Trecho selecionado
····················
O voto negro pode e deve salvar o Brasil

Diante da evidente ameaça democrática, impõe-se uma decisão consciente
O advogado e sociólogo José Vicente, reitor da Universidade Zumbi dos Palmares - Mathilde Missioneiro - 18.out.22/Folhapress
O advogado e sociólogo José Vicente, reitor da Universidade Zumbi dos Palmares - Mathilde Missioneiro - 18.out.22/Folhapress

José Vicente* | Folha UOL

Forjados na resistência ancestral da luta e do combate à escravidão, ao racismo e à exclusão, os negros subverteram a lógica política de raça inferior imposta pelo racismo branco e a ideologia da branquitude e colocaram por terra o destino manifesto da ciência eugenista brasileira, que apontava o dia e a hora para sua eliminação e apagamento do imaginário da nação. Diferentemente do vaticínio, transformaram e converteram a falsa sina arquitetada em renascimento, superação e potência para a construção dos meios para a erradicação da desigualdade de direitos, oportunidades e participação social. E, para tanto, o caminho da política foi e é inevitável.
····················
Dados brutos
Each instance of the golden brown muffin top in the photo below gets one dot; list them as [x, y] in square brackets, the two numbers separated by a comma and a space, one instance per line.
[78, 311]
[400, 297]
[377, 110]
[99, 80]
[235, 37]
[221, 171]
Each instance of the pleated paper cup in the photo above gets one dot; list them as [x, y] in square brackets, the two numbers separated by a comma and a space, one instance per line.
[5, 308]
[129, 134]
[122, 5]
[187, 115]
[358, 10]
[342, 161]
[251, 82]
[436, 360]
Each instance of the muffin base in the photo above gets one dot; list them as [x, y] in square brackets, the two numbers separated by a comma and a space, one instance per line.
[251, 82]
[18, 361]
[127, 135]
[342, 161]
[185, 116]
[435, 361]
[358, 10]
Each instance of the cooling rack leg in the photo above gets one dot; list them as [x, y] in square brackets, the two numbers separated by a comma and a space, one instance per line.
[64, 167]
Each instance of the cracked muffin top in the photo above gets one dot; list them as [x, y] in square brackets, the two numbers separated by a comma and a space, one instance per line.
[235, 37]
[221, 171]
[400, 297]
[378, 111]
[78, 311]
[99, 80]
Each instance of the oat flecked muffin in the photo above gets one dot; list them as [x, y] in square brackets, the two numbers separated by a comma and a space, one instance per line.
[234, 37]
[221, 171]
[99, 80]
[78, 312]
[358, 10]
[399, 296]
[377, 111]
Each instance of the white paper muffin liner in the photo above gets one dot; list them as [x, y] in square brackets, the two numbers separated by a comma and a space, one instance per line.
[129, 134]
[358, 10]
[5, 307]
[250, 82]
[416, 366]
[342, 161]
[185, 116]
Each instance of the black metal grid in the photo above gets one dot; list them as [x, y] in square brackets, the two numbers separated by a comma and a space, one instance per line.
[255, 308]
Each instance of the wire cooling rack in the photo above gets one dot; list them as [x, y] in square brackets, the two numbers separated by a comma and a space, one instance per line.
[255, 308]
····················
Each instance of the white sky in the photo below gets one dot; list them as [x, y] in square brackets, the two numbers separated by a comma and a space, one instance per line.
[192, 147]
····················
Requisito 1
Traduza para o inglês esta frase do trecho sobre o voto negro: "E, para tanto, o caminho da política foi e é inevitável."
Requisito 2
Prossiga com o trecho sobre o voto negro a partir da última frase apresentada.
O material não tem nenhum papel nesta atividade.

Resposta escrita 1
And, to that end, the path of politics was and is inevitable.

Resposta escrita 2
Todavia, se a luta e a resiliência negra serão sempre o combustível para a realização dessa infinita jornada de transformação, foi e é a democracia restabelecida —formalizada a partir da Constituição Cidadã de 1988 e de suas premissas de garantia e prevalência dos direitos humanos, combate ao racismo, garantia da igualdade racial, promoção das ações afirmativas e defesa da dignidade da pessoa humana— que constituiu e consolidou os pilares fundamentais para a ressignificação e valorização da sua trajetória histórica e social, do fortalecimento da autoestima, do pertencimento, da inclusão e da esperança.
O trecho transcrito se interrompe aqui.